CHAT PARTICIPANT: Is there any word from Bush on the effect on civil liberties of these proposals?

WALLACE: You guys are really touching on all the key issues today. This is another area of some controversy. The president and his aides are pushing a series of legislative proposals to give law enforcement officers more authority, such as expanded powers to tap and trace phones, to track down suspected terrorists, and expanded authority to detain potential suspects. While Democrats and Republicans both want to give law enforcement the tools it needs, there are concerns about whether some of these measures violate some civil liberties. That is the big debate right now.

Mr. Bush tried to answer some critics on Tuesday, during a visit to the FBI, when he said his ideas were "measured" and "constitutional," and said to win the war against terrorism, law enforcement officers need to have the tools "in line with the constitution" to do their jobs. The debate is just now underway in the Congress, so we'll have to watch to see how this plays out.

CHAT PARTICIPANT: Kelly, How much sleep have you been getting since the attack on America?

WALLACE: That is my favorite question. Not much at all, thanks for asking. But I am not alone. Everyone at CNN, and especially everyone at the White House, has been working around the clock. The hardest shift happens to be the overnight drill. The brain just doesn't quite function at 2:00 a.m. But, we are doing what we need to do, very aware of the magnitude of the story and the importance of getting it right and presenting information in a sensitive and compassionate way.

CNN: Do you have any final thoughts to share with us?

Material supplied
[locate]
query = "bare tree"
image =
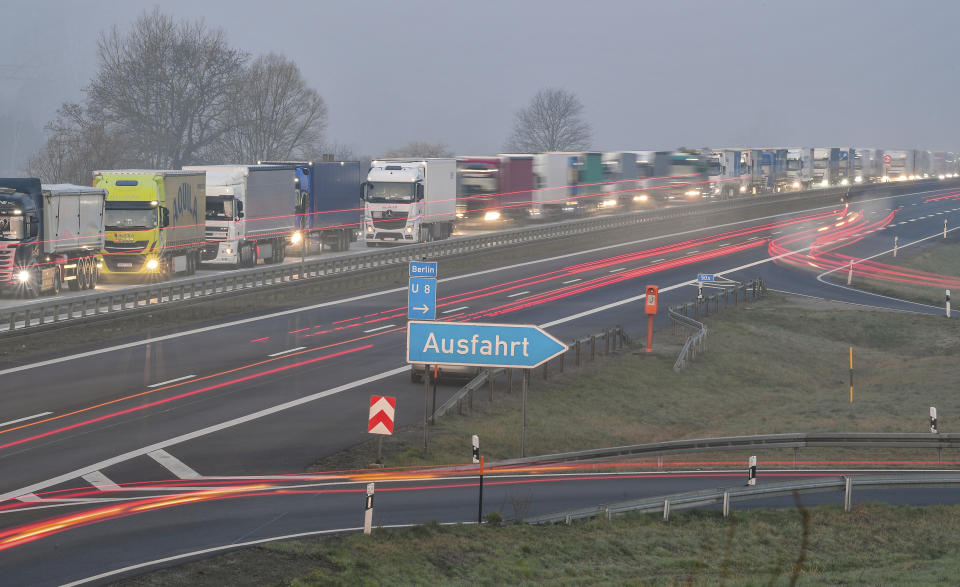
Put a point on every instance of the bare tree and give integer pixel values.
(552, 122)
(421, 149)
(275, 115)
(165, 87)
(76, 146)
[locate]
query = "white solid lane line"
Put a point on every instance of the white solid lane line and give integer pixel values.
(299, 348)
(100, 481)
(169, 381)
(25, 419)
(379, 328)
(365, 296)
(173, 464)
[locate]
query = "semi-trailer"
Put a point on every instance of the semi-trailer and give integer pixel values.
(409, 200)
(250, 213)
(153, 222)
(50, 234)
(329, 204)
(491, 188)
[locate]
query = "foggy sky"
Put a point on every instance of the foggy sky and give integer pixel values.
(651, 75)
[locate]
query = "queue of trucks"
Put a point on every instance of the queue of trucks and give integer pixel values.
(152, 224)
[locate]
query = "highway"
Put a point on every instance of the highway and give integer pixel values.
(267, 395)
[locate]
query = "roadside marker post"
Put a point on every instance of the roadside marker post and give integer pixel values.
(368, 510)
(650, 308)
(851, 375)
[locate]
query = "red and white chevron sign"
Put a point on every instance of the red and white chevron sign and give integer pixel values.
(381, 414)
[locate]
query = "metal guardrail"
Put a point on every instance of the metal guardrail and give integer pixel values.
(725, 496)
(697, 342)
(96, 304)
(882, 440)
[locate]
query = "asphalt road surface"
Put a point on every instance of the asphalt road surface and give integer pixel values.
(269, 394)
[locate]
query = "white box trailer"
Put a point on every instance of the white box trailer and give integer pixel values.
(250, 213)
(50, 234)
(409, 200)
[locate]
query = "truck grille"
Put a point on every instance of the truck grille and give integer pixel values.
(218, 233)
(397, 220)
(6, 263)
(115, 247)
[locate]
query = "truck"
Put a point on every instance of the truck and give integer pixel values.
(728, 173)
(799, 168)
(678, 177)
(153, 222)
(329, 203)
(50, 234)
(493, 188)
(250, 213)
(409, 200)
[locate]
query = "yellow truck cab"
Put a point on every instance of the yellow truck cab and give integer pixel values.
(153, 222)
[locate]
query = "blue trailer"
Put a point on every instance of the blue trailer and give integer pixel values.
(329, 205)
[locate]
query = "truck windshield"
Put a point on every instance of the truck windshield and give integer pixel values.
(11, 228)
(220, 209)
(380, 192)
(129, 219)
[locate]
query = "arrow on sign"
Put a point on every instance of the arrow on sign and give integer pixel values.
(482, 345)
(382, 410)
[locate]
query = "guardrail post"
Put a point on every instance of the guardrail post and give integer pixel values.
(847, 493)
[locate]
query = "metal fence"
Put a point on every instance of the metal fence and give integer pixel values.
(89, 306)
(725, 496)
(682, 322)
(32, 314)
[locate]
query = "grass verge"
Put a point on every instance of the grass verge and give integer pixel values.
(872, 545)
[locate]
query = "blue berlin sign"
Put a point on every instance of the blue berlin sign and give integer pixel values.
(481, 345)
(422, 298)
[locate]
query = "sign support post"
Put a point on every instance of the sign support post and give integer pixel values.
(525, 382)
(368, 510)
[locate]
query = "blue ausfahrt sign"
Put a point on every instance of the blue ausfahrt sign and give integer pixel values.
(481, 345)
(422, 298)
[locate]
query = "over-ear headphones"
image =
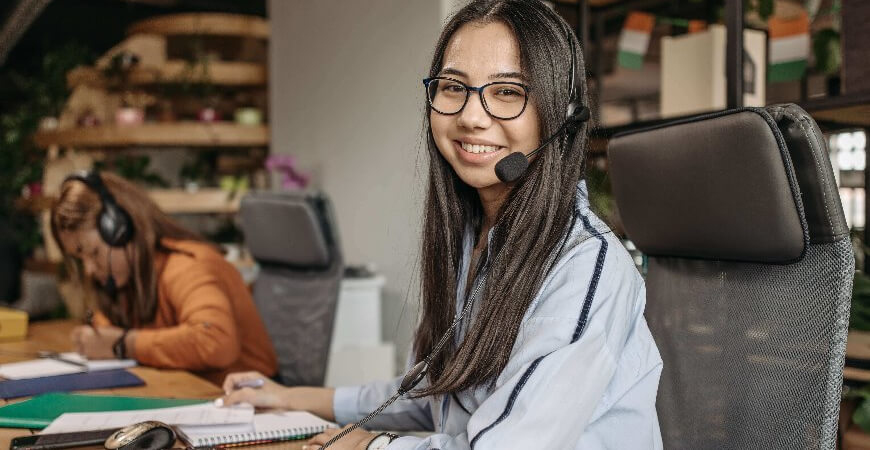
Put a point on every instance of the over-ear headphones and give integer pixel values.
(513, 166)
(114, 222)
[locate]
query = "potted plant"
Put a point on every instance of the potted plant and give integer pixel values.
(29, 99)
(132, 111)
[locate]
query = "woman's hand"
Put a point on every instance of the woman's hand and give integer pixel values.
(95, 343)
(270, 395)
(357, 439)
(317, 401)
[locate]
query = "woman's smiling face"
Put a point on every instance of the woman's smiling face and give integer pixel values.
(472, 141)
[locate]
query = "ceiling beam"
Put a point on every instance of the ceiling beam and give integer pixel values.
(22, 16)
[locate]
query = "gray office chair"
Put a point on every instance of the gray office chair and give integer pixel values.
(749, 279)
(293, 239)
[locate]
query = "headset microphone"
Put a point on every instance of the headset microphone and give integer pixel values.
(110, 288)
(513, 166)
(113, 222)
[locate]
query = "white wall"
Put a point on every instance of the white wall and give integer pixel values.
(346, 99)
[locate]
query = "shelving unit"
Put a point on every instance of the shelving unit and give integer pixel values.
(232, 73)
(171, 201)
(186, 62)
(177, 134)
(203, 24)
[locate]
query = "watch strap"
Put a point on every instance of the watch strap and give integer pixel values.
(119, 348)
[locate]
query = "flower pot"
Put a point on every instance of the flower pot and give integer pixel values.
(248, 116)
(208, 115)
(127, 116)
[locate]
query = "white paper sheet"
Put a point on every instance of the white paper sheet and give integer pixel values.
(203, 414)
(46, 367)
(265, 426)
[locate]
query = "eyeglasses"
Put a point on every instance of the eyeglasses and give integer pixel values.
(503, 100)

What to do
1 > From the records, extract each line that contains the string "gray" and list those lines.
2 > Extend the chat transcript with Kelly Wallace past its last line.

Task-by-task results
1 >
query = "gray office chair"
Put a point on every instance of the gray office chair and give integer pixel values.

2 >
WALLACE: Well, it has been another incredible week at the White House, as the president continues what he calls this war against terrorism. In the days ahead, I would watch for more coalition building -- the president meets with King Abdullah of Jordan on Friday. It will also be interesting to watch and see if Rev. Jesse Jackson decides to make a trip to Afghanistan and meet with the ruling Taliban militia, a trip the White House prefers he not take. Of course, we continue to wait to see if any military action is imminent, but the sense is that the administration is continuing to build its coalition and gather much needed intelligence to determine where Osama bin Laden and his al Qaeda network might be. This is a story that changes every day so keep watching.

CNN: Thank you for joining us today.

WALLACE: Great to be with you, and thanks again for the terrific questions. We'll talk again next week.

Kelly Wallace joined the chat room by telephone and typed for herself. This is an edited transcript of the interview which took place on Thursday, September 27, 2001.